Gather every line in the items below that contains the word "flower". Case counts.
Start of Exercise data
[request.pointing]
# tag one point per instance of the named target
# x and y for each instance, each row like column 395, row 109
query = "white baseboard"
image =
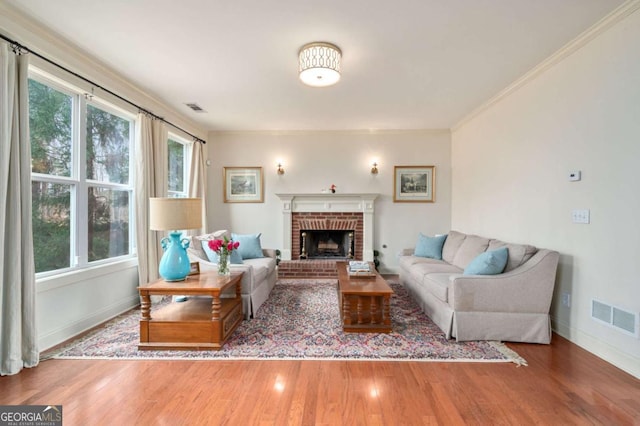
column 67, row 332
column 611, row 354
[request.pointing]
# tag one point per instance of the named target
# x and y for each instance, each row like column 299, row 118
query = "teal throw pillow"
column 430, row 246
column 234, row 259
column 488, row 263
column 250, row 247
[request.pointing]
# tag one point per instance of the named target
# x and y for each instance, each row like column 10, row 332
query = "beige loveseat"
column 510, row 306
column 260, row 274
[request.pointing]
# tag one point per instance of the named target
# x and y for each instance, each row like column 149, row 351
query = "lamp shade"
column 319, row 64
column 168, row 214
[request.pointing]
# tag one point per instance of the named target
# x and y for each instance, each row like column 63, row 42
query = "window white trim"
column 77, row 181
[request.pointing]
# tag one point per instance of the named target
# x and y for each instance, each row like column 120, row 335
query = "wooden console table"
column 199, row 323
column 365, row 302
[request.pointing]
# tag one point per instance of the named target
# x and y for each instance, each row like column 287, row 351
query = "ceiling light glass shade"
column 319, row 64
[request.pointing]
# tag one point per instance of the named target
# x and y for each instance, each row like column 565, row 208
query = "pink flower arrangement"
column 224, row 246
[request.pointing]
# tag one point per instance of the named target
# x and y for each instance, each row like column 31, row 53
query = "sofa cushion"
column 429, row 246
column 470, row 248
column 419, row 270
column 406, row 262
column 518, row 253
column 452, row 244
column 234, row 257
column 267, row 262
column 250, row 247
column 488, row 263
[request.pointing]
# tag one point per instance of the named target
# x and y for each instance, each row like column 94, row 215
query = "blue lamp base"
column 174, row 265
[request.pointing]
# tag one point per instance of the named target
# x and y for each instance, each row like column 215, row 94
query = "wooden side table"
column 199, row 323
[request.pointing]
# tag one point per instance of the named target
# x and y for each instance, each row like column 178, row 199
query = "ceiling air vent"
column 195, row 107
column 624, row 321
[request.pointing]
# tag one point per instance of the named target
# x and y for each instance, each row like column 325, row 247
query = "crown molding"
column 26, row 31
column 619, row 14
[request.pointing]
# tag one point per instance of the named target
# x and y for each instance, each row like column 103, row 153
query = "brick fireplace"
column 308, row 222
column 347, row 212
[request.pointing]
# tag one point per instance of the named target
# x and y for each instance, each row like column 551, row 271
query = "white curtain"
column 151, row 181
column 197, row 184
column 18, row 338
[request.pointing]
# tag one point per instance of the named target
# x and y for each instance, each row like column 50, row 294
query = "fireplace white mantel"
column 328, row 203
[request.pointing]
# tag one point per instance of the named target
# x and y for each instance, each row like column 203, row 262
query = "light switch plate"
column 575, row 176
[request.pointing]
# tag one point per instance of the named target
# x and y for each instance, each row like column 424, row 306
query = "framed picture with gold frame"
column 414, row 184
column 243, row 185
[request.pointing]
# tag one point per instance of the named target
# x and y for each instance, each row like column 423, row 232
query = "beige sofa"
column 260, row 274
column 510, row 306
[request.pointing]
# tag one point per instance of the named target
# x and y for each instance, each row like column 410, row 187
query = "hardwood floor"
column 562, row 385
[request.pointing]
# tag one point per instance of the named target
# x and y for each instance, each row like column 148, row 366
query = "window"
column 177, row 167
column 82, row 191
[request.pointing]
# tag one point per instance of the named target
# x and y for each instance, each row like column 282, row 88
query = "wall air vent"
column 195, row 107
column 624, row 321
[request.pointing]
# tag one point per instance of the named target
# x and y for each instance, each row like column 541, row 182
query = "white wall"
column 315, row 160
column 510, row 180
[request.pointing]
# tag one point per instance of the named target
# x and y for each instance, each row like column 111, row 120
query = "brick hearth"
column 348, row 221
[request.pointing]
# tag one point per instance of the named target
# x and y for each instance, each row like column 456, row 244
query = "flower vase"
column 223, row 264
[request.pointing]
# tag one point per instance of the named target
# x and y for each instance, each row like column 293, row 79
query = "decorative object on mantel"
column 243, row 185
column 175, row 215
column 319, row 64
column 414, row 184
column 223, row 248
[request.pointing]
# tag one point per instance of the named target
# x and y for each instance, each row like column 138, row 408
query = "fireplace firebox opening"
column 327, row 244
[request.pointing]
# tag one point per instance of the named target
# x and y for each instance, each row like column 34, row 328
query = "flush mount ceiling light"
column 319, row 64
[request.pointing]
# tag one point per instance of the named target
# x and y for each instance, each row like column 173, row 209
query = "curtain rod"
column 141, row 109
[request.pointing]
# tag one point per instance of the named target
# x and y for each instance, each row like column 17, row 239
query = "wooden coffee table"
column 365, row 302
column 199, row 323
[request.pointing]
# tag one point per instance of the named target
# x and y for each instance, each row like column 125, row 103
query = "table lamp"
column 175, row 215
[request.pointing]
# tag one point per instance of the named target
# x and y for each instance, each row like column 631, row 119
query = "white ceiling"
column 407, row 64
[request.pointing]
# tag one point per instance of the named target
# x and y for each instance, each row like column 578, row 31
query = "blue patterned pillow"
column 250, row 247
column 488, row 263
column 430, row 246
column 234, row 259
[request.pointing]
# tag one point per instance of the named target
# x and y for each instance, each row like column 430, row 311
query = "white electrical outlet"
column 581, row 216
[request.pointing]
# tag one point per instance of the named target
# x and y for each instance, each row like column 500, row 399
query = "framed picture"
column 243, row 185
column 414, row 184
column 194, row 268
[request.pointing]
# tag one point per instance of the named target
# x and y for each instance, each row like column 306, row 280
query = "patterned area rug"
column 301, row 320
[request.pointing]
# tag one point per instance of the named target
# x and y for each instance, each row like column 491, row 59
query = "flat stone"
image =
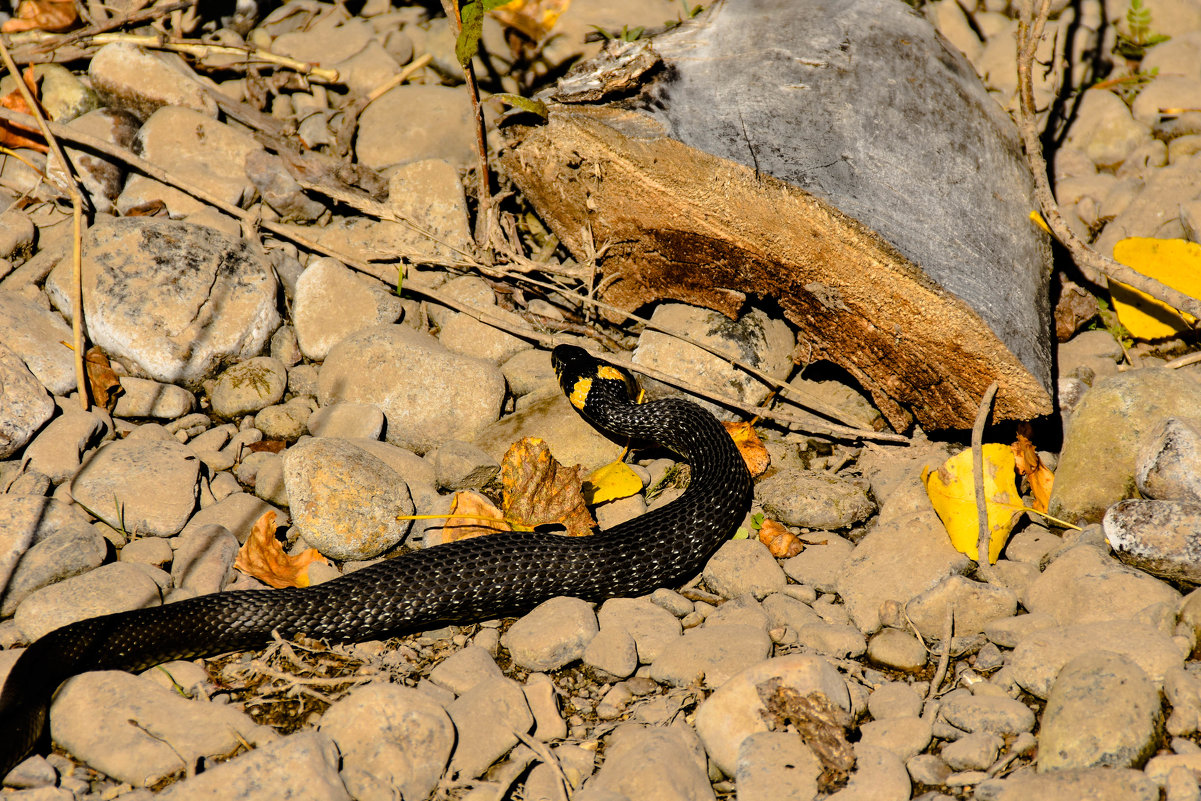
column 1101, row 711
column 141, row 486
column 172, row 300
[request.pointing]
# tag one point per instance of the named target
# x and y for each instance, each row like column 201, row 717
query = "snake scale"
column 458, row 583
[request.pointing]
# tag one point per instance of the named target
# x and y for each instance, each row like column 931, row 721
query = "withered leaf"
column 822, row 725
column 13, row 135
column 472, row 515
column 103, row 383
column 753, row 452
column 781, row 542
column 52, row 16
column 538, row 490
column 263, row 557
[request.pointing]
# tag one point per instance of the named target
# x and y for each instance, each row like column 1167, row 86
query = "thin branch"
column 71, row 186
column 1095, row 267
column 984, row 536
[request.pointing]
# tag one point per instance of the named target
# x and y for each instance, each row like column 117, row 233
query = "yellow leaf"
column 951, row 491
column 1173, row 262
column 611, row 482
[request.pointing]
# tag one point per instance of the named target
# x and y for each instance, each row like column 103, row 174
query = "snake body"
column 458, row 583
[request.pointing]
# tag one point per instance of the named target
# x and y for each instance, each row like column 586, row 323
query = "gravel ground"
column 264, row 375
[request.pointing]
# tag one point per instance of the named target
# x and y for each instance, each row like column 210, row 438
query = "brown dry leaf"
column 753, row 452
column 533, row 18
column 538, row 490
column 263, row 557
column 1026, row 460
column 822, row 725
column 19, row 136
column 781, row 542
column 472, row 515
column 103, row 383
column 52, row 16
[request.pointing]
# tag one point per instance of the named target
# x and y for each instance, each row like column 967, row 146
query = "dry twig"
column 1095, row 267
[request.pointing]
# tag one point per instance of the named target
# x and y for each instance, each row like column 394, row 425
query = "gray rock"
column 744, row 567
column 756, row 339
column 332, row 303
column 139, row 485
column 1160, row 537
column 27, row 405
column 1097, row 466
column 57, row 450
column 145, row 398
column 488, row 718
column 665, row 764
column 611, row 651
column 90, row 718
column 60, row 555
column 462, row 466
column 553, row 634
column 710, row 655
column 776, row 766
column 735, row 711
column 897, row 560
column 1083, row 585
column 898, row 650
column 1039, row 657
column 878, row 776
column 996, row 715
column 36, row 335
column 904, row 737
column 347, row 422
column 344, row 500
column 108, row 589
column 1169, row 462
column 204, row 557
column 142, row 82
column 426, row 393
column 197, row 149
column 813, row 500
column 389, row 133
column 249, row 387
column 303, row 765
column 1097, row 784
column 894, row 700
column 975, row 604
column 1101, row 711
column 392, row 739
column 972, row 752
column 172, row 300
column 820, row 563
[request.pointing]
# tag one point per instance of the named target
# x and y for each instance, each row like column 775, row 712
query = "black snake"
column 459, row 583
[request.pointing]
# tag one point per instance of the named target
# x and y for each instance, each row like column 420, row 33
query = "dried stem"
column 1095, row 267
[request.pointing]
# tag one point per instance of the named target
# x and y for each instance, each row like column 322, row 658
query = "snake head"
column 581, row 375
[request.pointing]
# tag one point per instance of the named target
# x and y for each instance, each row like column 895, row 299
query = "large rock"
column 173, row 300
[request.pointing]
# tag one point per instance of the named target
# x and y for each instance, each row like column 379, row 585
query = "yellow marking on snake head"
column 605, row 371
column 580, row 393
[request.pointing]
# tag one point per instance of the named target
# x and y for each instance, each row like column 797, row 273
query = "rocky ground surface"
column 1069, row 676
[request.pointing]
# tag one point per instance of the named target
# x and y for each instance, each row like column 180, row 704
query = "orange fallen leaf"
column 1026, row 460
column 538, row 490
column 53, row 16
column 781, row 542
column 753, row 452
column 263, row 557
column 15, row 135
column 103, row 383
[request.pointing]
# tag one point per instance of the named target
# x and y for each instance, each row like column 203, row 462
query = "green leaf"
column 467, row 45
column 524, row 103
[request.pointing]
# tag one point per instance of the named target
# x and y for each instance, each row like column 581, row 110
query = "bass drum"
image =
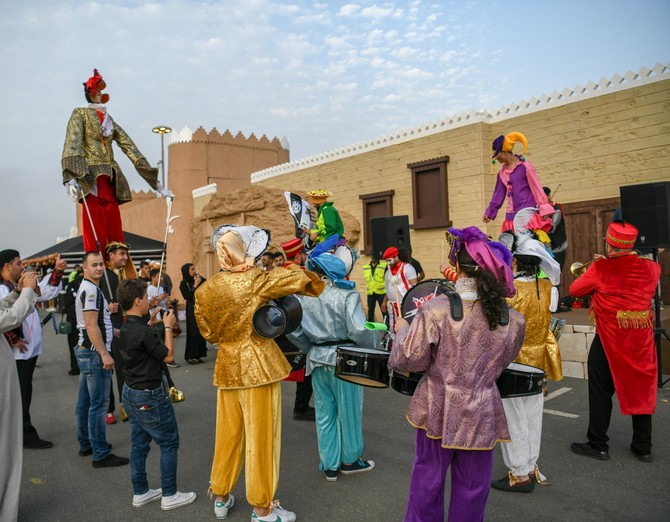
column 363, row 366
column 422, row 293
End of Exercise data
* _Solution to the exercise_:
query = "pink flower arrangement"
query = "flower vase"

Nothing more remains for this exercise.